Direction A.
Show each line of the records that contains the string "sign".

Text section.
┌──

The present invention provides a method for producing an R-T-B-M sintered magnet having an oxygen content of less than 0.07 wt. % from R-T-B-M raw materials. The composition of R-T-B-M includes R being at least one element selected from a rare earth metal including Sc and Y. The composition also includes T being at least one element selected from Fe and Co. B in the composition is defined as Boron. The composition further includes M being at least one element selected from Ti, Ni, Nb, Al, V, Mn, Sn, Ca, Mg, Pb, Sb, Zn, Si, Zr, Cr, Cu, Ga, Mo, W, and Ta. The present invention provides for a step of creating an inert gas environment in the steps of casting, milling, mixing, molding, heating, and aging to prevent the powder from reacting with the oxygen in anyone of the above mentioned steps.

└──

Information given.

┌──

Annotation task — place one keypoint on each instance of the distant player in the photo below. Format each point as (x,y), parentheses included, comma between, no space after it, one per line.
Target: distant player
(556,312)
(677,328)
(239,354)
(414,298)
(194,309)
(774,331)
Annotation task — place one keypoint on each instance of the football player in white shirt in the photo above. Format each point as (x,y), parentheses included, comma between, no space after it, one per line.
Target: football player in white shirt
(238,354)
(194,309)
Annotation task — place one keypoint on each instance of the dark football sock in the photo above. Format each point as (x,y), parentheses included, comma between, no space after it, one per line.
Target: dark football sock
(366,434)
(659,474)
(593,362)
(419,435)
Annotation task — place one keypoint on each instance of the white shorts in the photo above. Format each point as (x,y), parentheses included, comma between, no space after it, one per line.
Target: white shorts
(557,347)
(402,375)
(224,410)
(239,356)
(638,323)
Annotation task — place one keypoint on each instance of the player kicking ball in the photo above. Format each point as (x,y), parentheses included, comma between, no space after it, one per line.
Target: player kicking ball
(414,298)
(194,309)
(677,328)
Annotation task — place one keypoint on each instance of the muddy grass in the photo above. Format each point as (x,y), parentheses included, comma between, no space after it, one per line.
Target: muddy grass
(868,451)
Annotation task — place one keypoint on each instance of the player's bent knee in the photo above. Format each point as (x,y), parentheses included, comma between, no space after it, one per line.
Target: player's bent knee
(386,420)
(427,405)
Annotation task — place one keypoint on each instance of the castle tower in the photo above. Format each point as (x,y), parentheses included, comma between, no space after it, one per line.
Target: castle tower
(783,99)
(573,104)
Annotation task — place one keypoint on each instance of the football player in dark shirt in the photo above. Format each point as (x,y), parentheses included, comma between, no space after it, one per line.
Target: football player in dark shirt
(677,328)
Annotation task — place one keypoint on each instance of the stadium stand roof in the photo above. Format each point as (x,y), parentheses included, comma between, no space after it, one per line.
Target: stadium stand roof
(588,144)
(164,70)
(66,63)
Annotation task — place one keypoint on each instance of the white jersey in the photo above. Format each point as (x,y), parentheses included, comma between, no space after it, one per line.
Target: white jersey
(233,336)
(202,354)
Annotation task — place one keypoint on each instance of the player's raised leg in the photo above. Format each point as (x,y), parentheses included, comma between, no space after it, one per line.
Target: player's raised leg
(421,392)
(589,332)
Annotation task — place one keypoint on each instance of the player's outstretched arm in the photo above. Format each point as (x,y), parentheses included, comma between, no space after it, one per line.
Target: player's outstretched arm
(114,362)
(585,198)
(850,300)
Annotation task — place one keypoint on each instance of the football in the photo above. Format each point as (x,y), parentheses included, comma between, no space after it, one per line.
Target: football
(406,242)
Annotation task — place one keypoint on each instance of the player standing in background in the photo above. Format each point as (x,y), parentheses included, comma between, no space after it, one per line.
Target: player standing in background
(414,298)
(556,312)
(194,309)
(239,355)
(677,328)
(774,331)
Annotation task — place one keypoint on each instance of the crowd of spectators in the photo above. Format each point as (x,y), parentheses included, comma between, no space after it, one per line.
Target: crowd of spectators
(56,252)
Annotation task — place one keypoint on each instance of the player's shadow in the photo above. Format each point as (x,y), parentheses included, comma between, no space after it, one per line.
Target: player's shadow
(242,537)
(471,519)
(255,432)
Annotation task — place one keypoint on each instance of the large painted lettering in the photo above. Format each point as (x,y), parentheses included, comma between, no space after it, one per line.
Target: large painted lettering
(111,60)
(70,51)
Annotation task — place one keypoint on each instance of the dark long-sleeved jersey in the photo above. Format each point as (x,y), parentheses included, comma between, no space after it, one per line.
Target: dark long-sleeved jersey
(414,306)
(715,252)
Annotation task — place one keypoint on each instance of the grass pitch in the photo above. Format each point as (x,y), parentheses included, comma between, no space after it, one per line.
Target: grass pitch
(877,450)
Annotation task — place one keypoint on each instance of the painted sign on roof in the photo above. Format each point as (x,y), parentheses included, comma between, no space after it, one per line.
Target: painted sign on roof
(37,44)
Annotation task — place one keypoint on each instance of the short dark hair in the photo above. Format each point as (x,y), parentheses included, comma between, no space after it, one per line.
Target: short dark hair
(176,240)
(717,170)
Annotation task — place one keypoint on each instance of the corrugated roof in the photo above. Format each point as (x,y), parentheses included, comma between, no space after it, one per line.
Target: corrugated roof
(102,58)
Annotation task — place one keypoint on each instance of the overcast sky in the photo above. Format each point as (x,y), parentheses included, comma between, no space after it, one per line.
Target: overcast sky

└──

Direction B.
According to the magnet text above, what oxygen content does the sintered magnet have?

Exercise answer A.
Annotation task — place one keypoint on each instance of the painted sign on roof in the photo above. Format each point as (x,y), parentheses included, comma between, no space after it, one per line.
Target: painted sign on roof

Exercise answer B.
Less than 0.07 wt. %.